■ **What is required**
Pick up the post on index funds and stock picking right after its last sentence and keep writing it.

(Source extract Opens)

Over the last few years, I’ve occasionally wished that I had bought big into Amazon, Apple, Bitcoin, or something else with explosive growth. I keep most of my money in cheap index funds like VFIAX, VFWAX, and VTSAX. VFIAX is the S&P 500 fund. Here’s how the results of $10k purchases 2 years ago compares for the above stocks (dividends reinvested).
The 35% growth in the S&P doesn’t look very exciting, does it? Really none of it looks all that exciting compared to the 3100% growth of Bitcoin. Here’s a rough part though… That Bitcoin was worth about $4.5 million in Sep 2017. Can you imagine the feeling of still holding that Bitcoin and knowing you’d lost over $4 mil on it?! What would your focus be on: making $310k or losing $4.1 mil?

Another scenario: let’s say you bought $10k in Fitbit, GE, Ford or AT&T during the same time period. Here’s what those purchases would look like today.
That 35% growth from the S&P 500 looks pretty good from this chart.
Picking winners and avoiding losers
An acquaintance told me a few months back, “I only invest in well-positioned companies that I know will outperform the market.” I laughed inside. How can anyone know such a thing?! I asked how he decided when it was time to buy or sell. He said, “I always sell when the stock gets too high.” I laughed inside again. He owned a few shares of Amazon and NVIDIA and wanted to boast about his genius. I asked if he bought any other stocks. He wouldn’t admit it at first, but by the end of our lunch he divulged that he also bought Frontier Communications (FTR). A lot of analysts believe FTR is in serious trouble. It went through a reverse stock split last year, which is never a good sign. Maybe it will end up being a winner. I don’t know. I found it funny that he loved to brag about his victories resulting from his brilliant strategy; however, he wouldn’t openly admit there were failures/flaws that came out of the same strategy. Sounds like a gamblers mentality to me. It can be dangerous to only call the failures anomalies.
I’ve bought and sold stocks from both of the charts above. I thought all were positioned for growth. I liked Ford’s dividend yield and P/E ratio (currently 5.24). I couldn’t ever get myself to buy Amazon because of the P/E ratio (147.67). Looks like I should’ve bought Amazon instead of Ford. Not sure if/when the right time would be to sell them though. I don’t buy individual stocks anymore.
Why I hate buying and selling stocks…
Truth is, I don’t know how to pick the winning stocks from the losers.

Additionally, it consumes me when I see the stocks rise or fall. I constantly think, “should I sell?”, “should I buy more?”, “is it going to keep going up?”, or “is it going to fall?”.

(Source extract Closes)
(Data excerpts Opens)

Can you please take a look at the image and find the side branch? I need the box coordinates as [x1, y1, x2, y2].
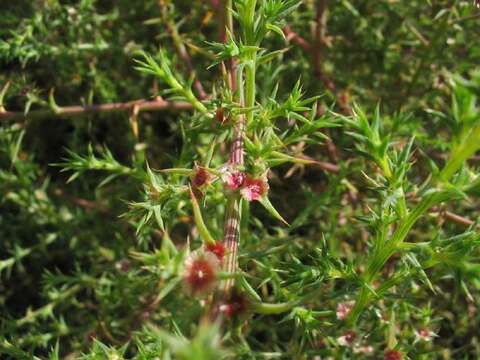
[0, 98, 193, 122]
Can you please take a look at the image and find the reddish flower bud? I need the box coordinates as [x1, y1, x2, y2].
[415, 328, 436, 341]
[215, 107, 225, 124]
[206, 241, 225, 262]
[223, 170, 247, 190]
[184, 252, 220, 294]
[191, 166, 210, 189]
[383, 350, 402, 360]
[240, 177, 268, 201]
[336, 301, 355, 320]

(Data excerpts Closes)

■ **Answer to this problem**
I think for me and just about everyone else, we are just guessing and hoping when we buy stocks. Odds are, none of us have extra insight that gives us a better chance of picking a winner than anyone else. Most likely, whatever expectations we have of a company have already been accounted for in the price. Why risk my long-term wealth on a guess that a single winner will grow to take over the world? And when it does, how will I know when to sell it?
I think Warren Buffett’s logic on buying stocks is much better than the talking heads on TV that scream “BUY BUY” or “SELL SELL.”

This type of stock trading is more centered on short term gains than long-term wealth.
Alternatively, Buffett says things like:
“If you aren’t willing to own a stock for ten years, don’t even think about owning it for ten minutes.”
For whatever reason, I can’t get myself to think this way with stocks. Though, this is my exact mentality with buying index funds. I have no plans of selling until I need some as spending cash. Also,
“Nobody buys a farm based on whether they think it’s going to rain next year. They buy it because they think it’s a good investment over 10 or 20 years.”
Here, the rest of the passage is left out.